> Texte fourni:
★ ★ ★ ★

Le Coran lu par un mythologue – Juin 2025

Dr. Charlie Marquette – traduction Jabbar Yasin Husin

Le Coran lu par un mythologue – Juin 2025

Dr. Charlie Marquette – traduction Jabbar Yasin Husin

Il est toujours délicat d’apporter une critique à un texte sacré, et en particulier au Coran, sans passer pour un blasphémateur. C’est une posture scientifique souvent mal perçue par les non[1]spécialistes, notamment parce qu’elle vient bouleverser des certitudes et questionner des fondamentaux. L’intention qui est la nôtre ici n’est évidemment ni de commettre un sacrilège ni de blesser qui que ce soit du monde musulman. Toutefois, l’islam semble avoir besoin, de notre point de vue, d’un souffle qui lui fasse prendre conscience de la modernité dans laquelle il vit et de l’importance de renouveler sa lecture du texte qui est le sien.

Un certain nombre d’érudits musulmans ont déjà entrepris ce type de démarche, parmi lesquels Mohmmed Iqbal, Fazlu Rahman, Mohammed Talbi, Abdelmajid Charfi, etc. La démarche qui est la nôtre ici n’est pas exactement la même. D’abord, elle n’a pas prétention à constituer une Réforme globale de la religion. Ensuite, elle n’utilise pas les mêmes outils intellectuels. Notre prisme de lecture du texte coranique est celui de la mythologie.

Le philosophe et théologien luthérien Robert Bultman avait déjà entamé un travail analogue avec le Nouveau Testament. Son propos était de déconstruire le discours religieux en « démythologiseant » les Écritures. Il estimait que celles-ci avaient été façonnées avec des images qui appartenaient à un autre temps et qu’il fallait s’en départir, mais sans abandonner le fond du message chrétien. Déconstruire ne signifiait donc pas pour lui détruire la religion. Il s’agissait plutôt de resituer le kérygme dans le temps présent de l’herméneutique avec une démarche active, qu’il qualifiait alors d’existentiale.

★ ★ ★ ★

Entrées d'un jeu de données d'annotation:
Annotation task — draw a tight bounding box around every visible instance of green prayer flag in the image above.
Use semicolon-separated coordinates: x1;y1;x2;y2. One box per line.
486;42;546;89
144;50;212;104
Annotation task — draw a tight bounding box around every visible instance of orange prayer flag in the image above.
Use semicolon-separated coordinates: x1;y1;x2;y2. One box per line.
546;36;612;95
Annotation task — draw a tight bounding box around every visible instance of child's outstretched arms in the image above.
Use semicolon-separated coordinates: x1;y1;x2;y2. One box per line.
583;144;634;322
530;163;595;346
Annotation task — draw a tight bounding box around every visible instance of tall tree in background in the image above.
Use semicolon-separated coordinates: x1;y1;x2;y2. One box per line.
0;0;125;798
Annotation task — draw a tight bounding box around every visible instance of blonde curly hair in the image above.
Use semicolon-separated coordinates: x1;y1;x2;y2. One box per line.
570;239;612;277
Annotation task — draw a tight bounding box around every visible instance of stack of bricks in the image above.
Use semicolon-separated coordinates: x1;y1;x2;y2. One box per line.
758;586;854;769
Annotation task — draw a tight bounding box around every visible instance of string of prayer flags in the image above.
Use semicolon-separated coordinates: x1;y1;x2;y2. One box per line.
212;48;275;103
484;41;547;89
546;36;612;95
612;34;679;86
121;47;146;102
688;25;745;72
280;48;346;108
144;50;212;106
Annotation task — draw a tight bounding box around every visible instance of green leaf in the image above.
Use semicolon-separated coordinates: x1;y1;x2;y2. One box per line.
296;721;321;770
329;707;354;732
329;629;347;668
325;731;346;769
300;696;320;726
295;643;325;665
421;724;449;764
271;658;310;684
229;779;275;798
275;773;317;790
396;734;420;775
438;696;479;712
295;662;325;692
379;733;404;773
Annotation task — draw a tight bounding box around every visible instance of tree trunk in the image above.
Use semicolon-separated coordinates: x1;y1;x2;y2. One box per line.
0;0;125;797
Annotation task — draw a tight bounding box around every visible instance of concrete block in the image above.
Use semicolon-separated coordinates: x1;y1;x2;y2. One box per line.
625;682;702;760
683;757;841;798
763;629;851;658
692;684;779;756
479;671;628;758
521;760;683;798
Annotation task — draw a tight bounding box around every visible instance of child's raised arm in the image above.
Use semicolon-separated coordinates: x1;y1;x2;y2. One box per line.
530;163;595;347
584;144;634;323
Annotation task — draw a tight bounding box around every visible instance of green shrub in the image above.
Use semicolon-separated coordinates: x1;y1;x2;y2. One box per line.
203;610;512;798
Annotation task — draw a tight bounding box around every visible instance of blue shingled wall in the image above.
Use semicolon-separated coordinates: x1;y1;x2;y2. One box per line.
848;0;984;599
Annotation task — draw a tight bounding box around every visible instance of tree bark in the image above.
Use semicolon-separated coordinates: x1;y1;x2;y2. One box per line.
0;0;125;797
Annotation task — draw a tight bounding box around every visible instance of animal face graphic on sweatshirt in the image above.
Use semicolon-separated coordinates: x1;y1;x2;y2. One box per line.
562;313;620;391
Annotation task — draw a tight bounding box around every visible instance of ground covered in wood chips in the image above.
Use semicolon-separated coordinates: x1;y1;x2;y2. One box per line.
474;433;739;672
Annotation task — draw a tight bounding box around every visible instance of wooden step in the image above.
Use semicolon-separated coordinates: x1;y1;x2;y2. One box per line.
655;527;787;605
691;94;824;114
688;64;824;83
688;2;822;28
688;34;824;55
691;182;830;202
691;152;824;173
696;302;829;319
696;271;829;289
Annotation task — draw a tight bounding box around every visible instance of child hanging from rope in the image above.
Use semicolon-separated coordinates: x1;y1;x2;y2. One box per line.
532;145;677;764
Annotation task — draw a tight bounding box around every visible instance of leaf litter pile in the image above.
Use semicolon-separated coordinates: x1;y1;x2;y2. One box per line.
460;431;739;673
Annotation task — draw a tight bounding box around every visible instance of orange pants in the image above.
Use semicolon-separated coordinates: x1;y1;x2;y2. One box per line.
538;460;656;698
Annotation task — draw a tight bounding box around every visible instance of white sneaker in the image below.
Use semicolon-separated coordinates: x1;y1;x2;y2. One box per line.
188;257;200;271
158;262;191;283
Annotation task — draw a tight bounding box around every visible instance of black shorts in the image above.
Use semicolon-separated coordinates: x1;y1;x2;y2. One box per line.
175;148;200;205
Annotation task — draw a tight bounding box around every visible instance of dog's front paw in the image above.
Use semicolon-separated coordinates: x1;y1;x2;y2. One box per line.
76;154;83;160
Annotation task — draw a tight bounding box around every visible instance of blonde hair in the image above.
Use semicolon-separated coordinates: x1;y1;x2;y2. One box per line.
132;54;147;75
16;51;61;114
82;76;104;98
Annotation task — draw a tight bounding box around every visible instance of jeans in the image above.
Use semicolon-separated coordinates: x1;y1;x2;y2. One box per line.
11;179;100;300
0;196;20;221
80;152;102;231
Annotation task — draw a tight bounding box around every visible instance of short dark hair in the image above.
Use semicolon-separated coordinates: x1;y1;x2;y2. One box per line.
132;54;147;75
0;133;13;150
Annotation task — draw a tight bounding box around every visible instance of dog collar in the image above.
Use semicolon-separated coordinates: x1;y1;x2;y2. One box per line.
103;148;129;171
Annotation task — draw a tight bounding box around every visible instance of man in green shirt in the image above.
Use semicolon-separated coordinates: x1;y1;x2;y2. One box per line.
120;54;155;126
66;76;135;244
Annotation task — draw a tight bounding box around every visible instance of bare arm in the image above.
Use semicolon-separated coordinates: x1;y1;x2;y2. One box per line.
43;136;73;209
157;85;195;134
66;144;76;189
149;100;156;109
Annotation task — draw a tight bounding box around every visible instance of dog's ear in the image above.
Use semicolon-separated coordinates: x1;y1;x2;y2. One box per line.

★ ★ ★ ★

> Objectif: Poursuivez le texte sur la lecture du Coran par un mythologue à partir de l'endroit où il s'arrête.

> Réponse proposée:
Notre prisme de lecture du texte coranique s’en rapproche, tout en ayant sa singularité. Il est convenu que l’imaginaire de Jésus ou celui de Muhammad n’est plus le nôtre aujourd’hui. La modernité a profondément transformé notre perception et notre représentation du monde. Tout le monde sait par exemple que lorsque les Écritures parlent de sept cieux et sept terres, il s’agit d’un discours symbolique. Dans la réalité, cette hiérarchie des mondes n’existe pas. C’est une cosmogonie qui appartient à l’Antiquité et n’est plus d’actualité.

De même, l’on sait que la thèse monogénétique selon laquelle l’humanité actuelle descendrait d’un couple de progéniteurs ne tient plus. Les origines de l’homme sont beaucoup plus complexes et plus anciennes que ce que la Genèse veut bien nous expliquer. Admettre cette vérité scientifique a des conséquences sur la façon dont on lit l’histoire sainte. La figure d’Adam n’a rien d’historique selon ce paradigme. C’est un fait que les exégètes chrétiens admettent désormais raisonnablement – à quelques exceptions près chez certains littéralistes évangélistes. Le récit adamique appartient donc au registre du symbolique et doit définitivement être entendue comme telle.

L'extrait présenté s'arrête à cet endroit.